_EXERCISE PROMPT_
Look below for the line with "Target: passenger window", then repeat it and all lines after it, exactly, minus any pictures.

(Natural-language object grounding data)

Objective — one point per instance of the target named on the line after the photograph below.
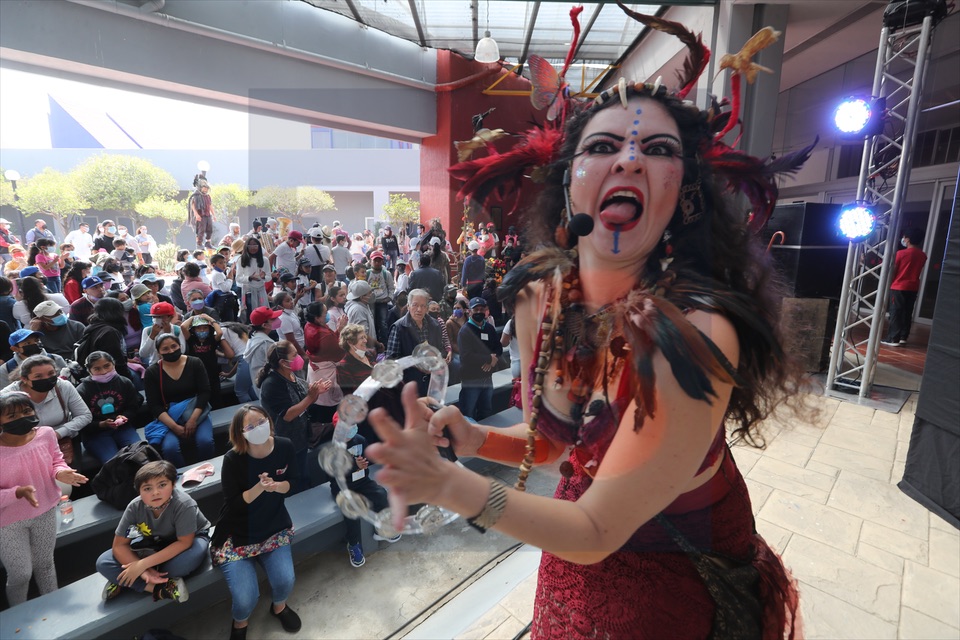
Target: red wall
(455, 108)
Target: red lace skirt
(649, 588)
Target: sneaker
(356, 555)
(377, 536)
(110, 591)
(288, 619)
(174, 589)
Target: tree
(121, 182)
(401, 210)
(53, 194)
(294, 202)
(227, 200)
(172, 212)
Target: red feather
(697, 58)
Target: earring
(691, 203)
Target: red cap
(162, 309)
(261, 314)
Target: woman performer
(639, 340)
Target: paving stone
(844, 576)
(878, 445)
(879, 502)
(846, 459)
(895, 542)
(917, 626)
(932, 593)
(826, 616)
(777, 537)
(945, 552)
(813, 520)
(795, 480)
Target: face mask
(296, 364)
(21, 426)
(31, 349)
(103, 378)
(43, 385)
(259, 434)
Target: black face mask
(31, 349)
(173, 356)
(44, 384)
(20, 426)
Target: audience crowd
(96, 342)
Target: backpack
(114, 482)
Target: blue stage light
(856, 222)
(859, 116)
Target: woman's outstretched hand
(413, 471)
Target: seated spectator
(192, 280)
(56, 401)
(287, 398)
(114, 402)
(106, 331)
(254, 526)
(204, 339)
(82, 308)
(23, 344)
(163, 315)
(60, 334)
(178, 397)
(33, 292)
(72, 290)
(161, 538)
(30, 467)
(263, 322)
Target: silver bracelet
(496, 503)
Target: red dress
(649, 588)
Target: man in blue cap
(25, 343)
(479, 351)
(82, 307)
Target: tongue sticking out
(619, 212)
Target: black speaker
(813, 255)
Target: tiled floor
(871, 562)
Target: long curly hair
(717, 252)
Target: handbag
(735, 591)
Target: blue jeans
(105, 443)
(243, 383)
(241, 576)
(203, 437)
(179, 566)
(476, 398)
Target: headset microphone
(581, 224)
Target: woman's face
(626, 176)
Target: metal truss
(884, 177)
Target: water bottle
(66, 510)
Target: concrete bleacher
(76, 609)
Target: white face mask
(258, 434)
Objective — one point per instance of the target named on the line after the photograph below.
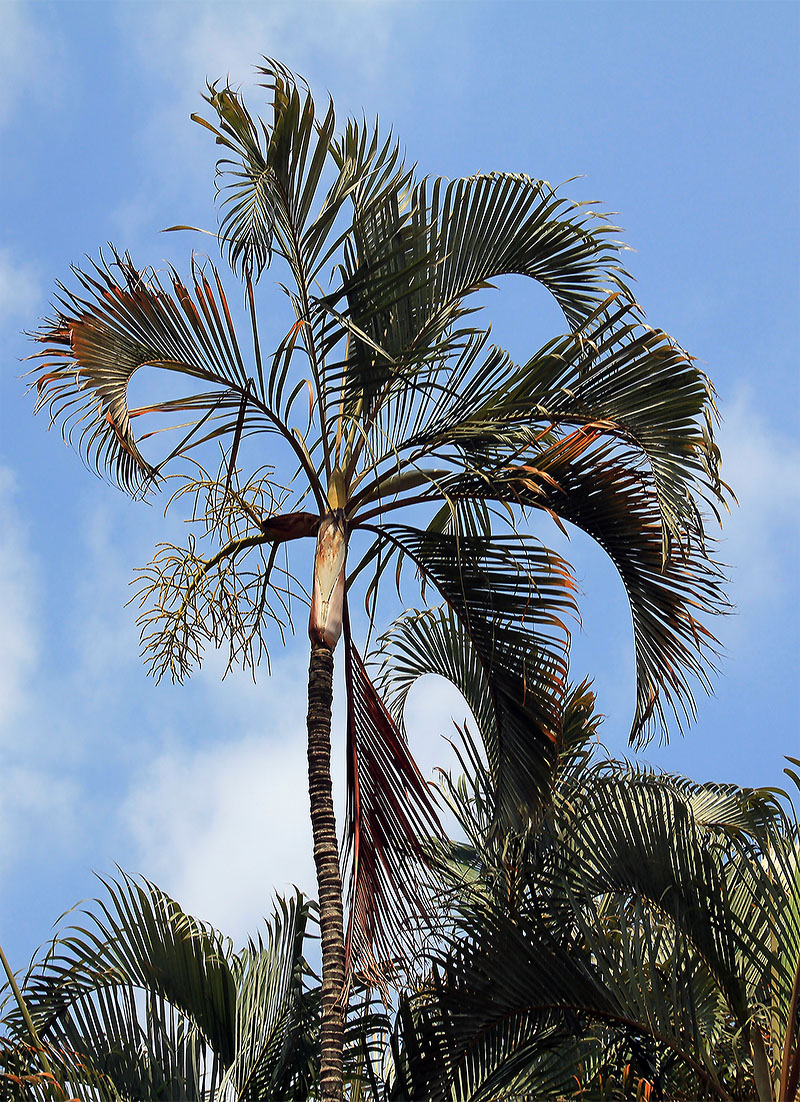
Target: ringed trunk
(324, 631)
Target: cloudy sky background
(681, 117)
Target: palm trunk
(328, 877)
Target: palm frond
(121, 321)
(512, 598)
(391, 821)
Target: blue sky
(682, 117)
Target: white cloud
(19, 289)
(22, 50)
(222, 828)
(761, 538)
(18, 605)
(32, 801)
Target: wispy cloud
(28, 58)
(19, 635)
(345, 44)
(761, 538)
(222, 828)
(20, 289)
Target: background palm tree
(640, 937)
(142, 1001)
(385, 395)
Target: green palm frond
(125, 320)
(512, 598)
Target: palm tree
(639, 936)
(385, 395)
(140, 1000)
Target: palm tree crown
(387, 396)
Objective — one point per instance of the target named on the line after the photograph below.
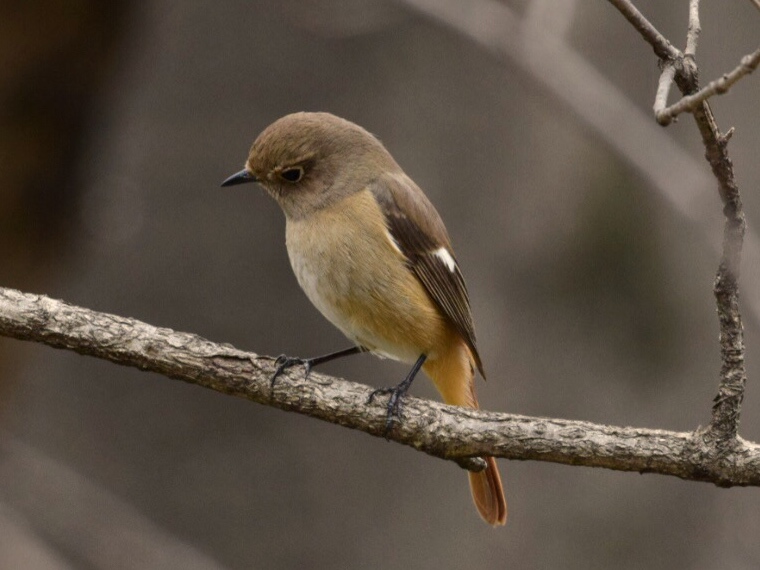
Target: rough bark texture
(442, 431)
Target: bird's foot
(396, 394)
(394, 406)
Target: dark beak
(242, 177)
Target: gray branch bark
(447, 432)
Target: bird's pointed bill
(242, 177)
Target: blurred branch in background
(76, 520)
(596, 101)
(442, 431)
(723, 429)
(599, 103)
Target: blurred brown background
(592, 294)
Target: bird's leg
(284, 362)
(396, 393)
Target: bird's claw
(393, 408)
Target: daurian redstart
(372, 254)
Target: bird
(372, 254)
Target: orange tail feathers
(453, 375)
(488, 494)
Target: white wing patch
(443, 254)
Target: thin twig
(663, 88)
(692, 36)
(662, 47)
(716, 87)
(443, 431)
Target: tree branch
(722, 434)
(442, 431)
(662, 47)
(718, 86)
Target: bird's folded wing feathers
(421, 236)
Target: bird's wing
(418, 230)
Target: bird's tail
(453, 374)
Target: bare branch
(692, 36)
(443, 431)
(663, 88)
(662, 47)
(716, 87)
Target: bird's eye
(292, 174)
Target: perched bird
(372, 254)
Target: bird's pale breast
(349, 267)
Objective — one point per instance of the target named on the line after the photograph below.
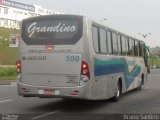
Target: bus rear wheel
(117, 92)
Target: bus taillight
(85, 70)
(18, 66)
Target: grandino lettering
(60, 27)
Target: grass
(8, 73)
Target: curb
(8, 82)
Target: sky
(133, 17)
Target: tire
(117, 92)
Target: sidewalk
(8, 82)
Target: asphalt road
(145, 102)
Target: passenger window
(103, 44)
(109, 44)
(115, 43)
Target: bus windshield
(52, 30)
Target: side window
(136, 48)
(127, 45)
(131, 47)
(114, 43)
(103, 44)
(109, 43)
(119, 44)
(141, 49)
(95, 39)
(123, 40)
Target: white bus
(70, 56)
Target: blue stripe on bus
(116, 66)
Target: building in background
(12, 13)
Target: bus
(72, 56)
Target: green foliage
(8, 55)
(7, 71)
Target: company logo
(60, 27)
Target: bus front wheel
(117, 92)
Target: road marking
(37, 117)
(6, 100)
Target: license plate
(47, 91)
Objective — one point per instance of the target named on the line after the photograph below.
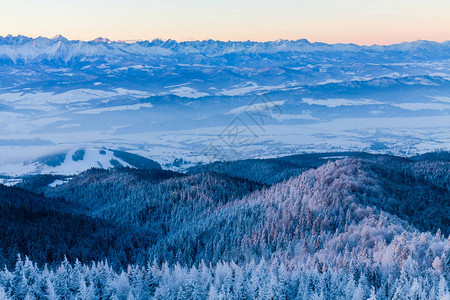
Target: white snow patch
(340, 102)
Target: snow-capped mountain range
(59, 50)
(177, 101)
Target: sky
(333, 21)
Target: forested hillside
(348, 226)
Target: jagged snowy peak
(29, 50)
(78, 160)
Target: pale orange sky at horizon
(363, 22)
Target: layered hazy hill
(170, 101)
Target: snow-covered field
(195, 101)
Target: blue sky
(357, 21)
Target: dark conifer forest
(313, 226)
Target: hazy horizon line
(131, 41)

_EXERCISE RESULT_
Target: passenger window
(103, 44)
(109, 44)
(115, 43)
Target: bus windshield
(52, 30)
Target: side window
(136, 48)
(127, 45)
(131, 47)
(114, 43)
(103, 44)
(109, 43)
(119, 44)
(141, 49)
(95, 39)
(123, 40)
Target: white bus
(70, 56)
Target: blue stripe on bus
(116, 66)
Target: building in background
(12, 13)
Target: bus
(72, 56)
Target: green foliage
(8, 55)
(7, 71)
Target: company logo
(60, 27)
Target: bus front wheel
(117, 92)
Target: road marking
(37, 117)
(6, 100)
Target: license plate
(47, 91)
Objective — one point per instance of the target named on the line after the photograph below.
Target: white snow patch
(340, 102)
Target: snow-capped mountain range
(59, 50)
(177, 101)
Target: sky
(333, 21)
Target: forested hillside
(348, 226)
Target: jagged snowy peak
(29, 50)
(78, 160)
Target: pale orange sky at horizon
(363, 22)
Target: layered hazy hill
(170, 101)
Target: snow-covered field
(195, 101)
Target: blue sky
(357, 21)
Target: dark conifer forest
(313, 226)
Target: hazy horizon line
(131, 41)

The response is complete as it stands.